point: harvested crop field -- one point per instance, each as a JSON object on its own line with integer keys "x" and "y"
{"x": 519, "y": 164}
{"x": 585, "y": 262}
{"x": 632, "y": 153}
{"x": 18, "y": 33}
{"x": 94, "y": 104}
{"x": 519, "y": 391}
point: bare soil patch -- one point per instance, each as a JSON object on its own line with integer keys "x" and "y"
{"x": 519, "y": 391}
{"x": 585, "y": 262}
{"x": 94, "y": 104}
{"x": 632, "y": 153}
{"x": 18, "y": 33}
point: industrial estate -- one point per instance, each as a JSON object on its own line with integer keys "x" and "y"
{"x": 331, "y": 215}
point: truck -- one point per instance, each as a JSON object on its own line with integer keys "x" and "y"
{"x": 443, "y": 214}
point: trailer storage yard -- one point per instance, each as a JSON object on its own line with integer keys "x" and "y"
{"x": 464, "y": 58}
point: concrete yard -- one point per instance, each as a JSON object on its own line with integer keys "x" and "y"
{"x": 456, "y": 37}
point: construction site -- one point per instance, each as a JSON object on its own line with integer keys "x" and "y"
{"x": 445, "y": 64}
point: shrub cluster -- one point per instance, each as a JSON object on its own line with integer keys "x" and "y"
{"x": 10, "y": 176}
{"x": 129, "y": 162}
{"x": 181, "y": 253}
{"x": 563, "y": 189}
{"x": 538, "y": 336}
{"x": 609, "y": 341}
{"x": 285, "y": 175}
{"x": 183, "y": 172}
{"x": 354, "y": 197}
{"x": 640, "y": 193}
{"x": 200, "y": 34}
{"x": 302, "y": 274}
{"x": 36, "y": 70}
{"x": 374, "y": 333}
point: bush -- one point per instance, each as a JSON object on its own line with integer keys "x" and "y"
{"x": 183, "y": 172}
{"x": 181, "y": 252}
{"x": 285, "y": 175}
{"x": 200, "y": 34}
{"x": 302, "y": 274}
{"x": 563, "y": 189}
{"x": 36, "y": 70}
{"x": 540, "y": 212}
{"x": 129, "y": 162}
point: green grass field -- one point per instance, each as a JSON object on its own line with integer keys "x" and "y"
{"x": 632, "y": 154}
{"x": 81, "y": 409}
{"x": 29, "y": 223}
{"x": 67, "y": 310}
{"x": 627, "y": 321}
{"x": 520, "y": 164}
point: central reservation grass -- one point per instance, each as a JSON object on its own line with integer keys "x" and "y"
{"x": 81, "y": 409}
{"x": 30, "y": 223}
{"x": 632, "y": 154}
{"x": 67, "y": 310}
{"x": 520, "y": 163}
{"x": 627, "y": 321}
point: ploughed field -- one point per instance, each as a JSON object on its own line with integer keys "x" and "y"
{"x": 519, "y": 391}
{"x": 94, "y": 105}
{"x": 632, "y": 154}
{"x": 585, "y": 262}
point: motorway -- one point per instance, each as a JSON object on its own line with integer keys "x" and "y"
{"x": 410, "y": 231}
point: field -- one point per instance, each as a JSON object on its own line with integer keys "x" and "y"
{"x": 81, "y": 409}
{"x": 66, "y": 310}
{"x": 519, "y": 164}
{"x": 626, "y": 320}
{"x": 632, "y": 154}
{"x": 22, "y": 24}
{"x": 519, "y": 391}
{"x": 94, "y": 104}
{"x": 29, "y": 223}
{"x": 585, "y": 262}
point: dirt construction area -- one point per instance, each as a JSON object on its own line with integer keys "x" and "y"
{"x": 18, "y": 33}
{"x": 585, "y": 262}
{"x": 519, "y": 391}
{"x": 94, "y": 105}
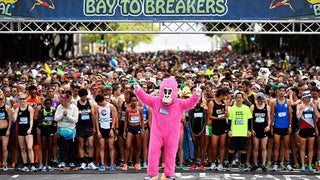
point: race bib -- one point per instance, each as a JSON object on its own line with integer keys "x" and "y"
{"x": 208, "y": 130}
{"x": 134, "y": 119}
{"x": 198, "y": 115}
{"x": 239, "y": 122}
{"x": 163, "y": 111}
{"x": 307, "y": 116}
{"x": 123, "y": 116}
{"x": 259, "y": 120}
{"x": 282, "y": 114}
{"x": 23, "y": 120}
{"x": 2, "y": 115}
{"x": 85, "y": 116}
{"x": 221, "y": 115}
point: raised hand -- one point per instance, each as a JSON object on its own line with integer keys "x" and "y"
{"x": 136, "y": 86}
{"x": 198, "y": 90}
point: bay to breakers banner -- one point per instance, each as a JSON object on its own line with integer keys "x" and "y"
{"x": 159, "y": 10}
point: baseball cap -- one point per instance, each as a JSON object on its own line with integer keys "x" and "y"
{"x": 281, "y": 85}
{"x": 304, "y": 78}
{"x": 185, "y": 92}
{"x": 260, "y": 95}
{"x": 306, "y": 94}
{"x": 257, "y": 86}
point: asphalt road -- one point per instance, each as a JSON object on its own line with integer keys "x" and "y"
{"x": 131, "y": 174}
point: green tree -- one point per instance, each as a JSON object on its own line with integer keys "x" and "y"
{"x": 125, "y": 42}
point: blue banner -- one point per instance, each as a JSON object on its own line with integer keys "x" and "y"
{"x": 159, "y": 10}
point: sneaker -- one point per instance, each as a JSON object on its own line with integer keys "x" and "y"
{"x": 193, "y": 166}
{"x": 264, "y": 169}
{"x": 151, "y": 178}
{"x": 49, "y": 168}
{"x": 33, "y": 169}
{"x": 83, "y": 166}
{"x": 269, "y": 164}
{"x": 44, "y": 169}
{"x": 234, "y": 164}
{"x": 92, "y": 166}
{"x": 254, "y": 168}
{"x": 288, "y": 167}
{"x": 112, "y": 168}
{"x": 310, "y": 169}
{"x": 220, "y": 167}
{"x": 228, "y": 167}
{"x": 213, "y": 166}
{"x": 275, "y": 167}
{"x": 62, "y": 164}
{"x": 137, "y": 167}
{"x": 170, "y": 177}
{"x": 125, "y": 167}
{"x": 201, "y": 167}
{"x": 25, "y": 169}
{"x": 145, "y": 166}
{"x": 41, "y": 166}
{"x": 102, "y": 168}
{"x": 243, "y": 168}
{"x": 5, "y": 168}
{"x": 13, "y": 165}
{"x": 72, "y": 165}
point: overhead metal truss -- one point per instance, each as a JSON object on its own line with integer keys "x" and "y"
{"x": 173, "y": 27}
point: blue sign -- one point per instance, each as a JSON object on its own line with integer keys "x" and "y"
{"x": 159, "y": 10}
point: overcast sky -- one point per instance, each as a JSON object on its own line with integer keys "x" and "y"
{"x": 178, "y": 42}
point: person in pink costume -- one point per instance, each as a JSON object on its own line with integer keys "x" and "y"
{"x": 167, "y": 111}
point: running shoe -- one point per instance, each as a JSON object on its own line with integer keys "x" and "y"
{"x": 33, "y": 169}
{"x": 254, "y": 168}
{"x": 5, "y": 168}
{"x": 112, "y": 167}
{"x": 44, "y": 169}
{"x": 83, "y": 166}
{"x": 213, "y": 166}
{"x": 137, "y": 167}
{"x": 275, "y": 167}
{"x": 49, "y": 168}
{"x": 151, "y": 178}
{"x": 264, "y": 169}
{"x": 92, "y": 166}
{"x": 243, "y": 168}
{"x": 288, "y": 167}
{"x": 102, "y": 168}
{"x": 145, "y": 166}
{"x": 310, "y": 169}
{"x": 125, "y": 167}
{"x": 25, "y": 169}
{"x": 193, "y": 166}
{"x": 170, "y": 178}
{"x": 220, "y": 167}
{"x": 62, "y": 164}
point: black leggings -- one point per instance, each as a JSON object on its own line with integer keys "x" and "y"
{"x": 63, "y": 149}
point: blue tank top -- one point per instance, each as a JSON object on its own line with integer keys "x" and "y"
{"x": 281, "y": 116}
{"x": 145, "y": 113}
{"x": 85, "y": 116}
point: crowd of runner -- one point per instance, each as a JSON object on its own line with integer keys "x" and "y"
{"x": 255, "y": 112}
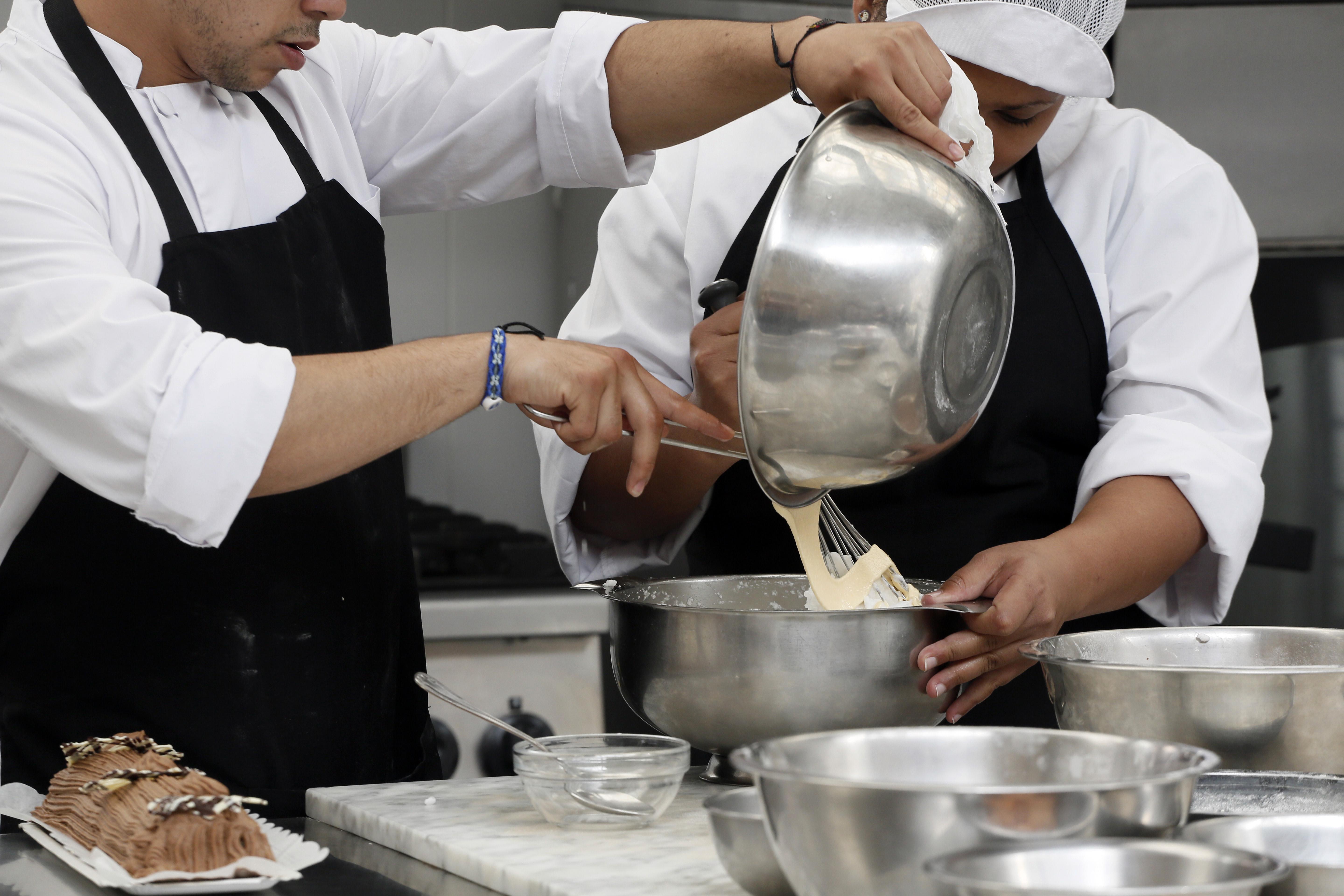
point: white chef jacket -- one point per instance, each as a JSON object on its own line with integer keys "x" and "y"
{"x": 99, "y": 379}
{"x": 1167, "y": 246}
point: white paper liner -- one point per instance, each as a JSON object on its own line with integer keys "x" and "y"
{"x": 292, "y": 854}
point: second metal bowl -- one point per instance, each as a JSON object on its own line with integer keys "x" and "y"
{"x": 1264, "y": 698}
{"x": 738, "y": 831}
{"x": 724, "y": 662}
{"x": 1107, "y": 868}
{"x": 1314, "y": 846}
{"x": 859, "y": 812}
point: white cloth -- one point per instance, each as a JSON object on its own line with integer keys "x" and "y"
{"x": 1167, "y": 246}
{"x": 99, "y": 379}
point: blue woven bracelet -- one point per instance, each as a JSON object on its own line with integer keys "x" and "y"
{"x": 495, "y": 371}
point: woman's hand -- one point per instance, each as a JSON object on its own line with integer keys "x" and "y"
{"x": 1036, "y": 589}
{"x": 1132, "y": 536}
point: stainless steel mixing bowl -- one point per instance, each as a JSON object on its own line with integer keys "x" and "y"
{"x": 1314, "y": 846}
{"x": 857, "y": 813}
{"x": 877, "y": 315}
{"x": 738, "y": 831}
{"x": 722, "y": 662}
{"x": 1264, "y": 698}
{"x": 1105, "y": 868}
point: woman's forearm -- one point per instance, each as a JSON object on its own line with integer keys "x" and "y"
{"x": 604, "y": 507}
{"x": 1134, "y": 535}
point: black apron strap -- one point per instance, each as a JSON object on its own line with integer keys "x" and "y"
{"x": 108, "y": 93}
{"x": 1031, "y": 185}
{"x": 737, "y": 264}
{"x": 299, "y": 156}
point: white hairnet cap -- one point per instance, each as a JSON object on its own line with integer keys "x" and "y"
{"x": 1054, "y": 45}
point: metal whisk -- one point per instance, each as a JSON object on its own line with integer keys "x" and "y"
{"x": 842, "y": 545}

Problem statement:
Each line from the one with "point: white hairnet" through the last line of the records above must be retyped exactly, and no other line may be given.

Written answer:
point: white hairnet cap -- one point per instance, each as a JSON object on its own line with integer keys "x" and "y"
{"x": 1054, "y": 45}
point: metal whisk -- one point per instance, each as a JSON object on its own line with integer keys "x" and "y"
{"x": 842, "y": 545}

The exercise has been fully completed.